Source data:

•••

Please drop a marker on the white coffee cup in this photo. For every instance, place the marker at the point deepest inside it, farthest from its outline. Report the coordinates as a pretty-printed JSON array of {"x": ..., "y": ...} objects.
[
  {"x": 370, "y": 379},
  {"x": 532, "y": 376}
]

•••

- REQUIRED ACTION
Recopy all of the records verbatim.

- ANSWER TO THIS TASK
Please drop a marker on the white coffee cup in this photo. For every instance, place the marker at the point deepest inside it, farthest from its outline. Report the coordinates as a pretty-printed JSON array of {"x": ..., "y": ...} objects.
[
  {"x": 370, "y": 379},
  {"x": 532, "y": 376}
]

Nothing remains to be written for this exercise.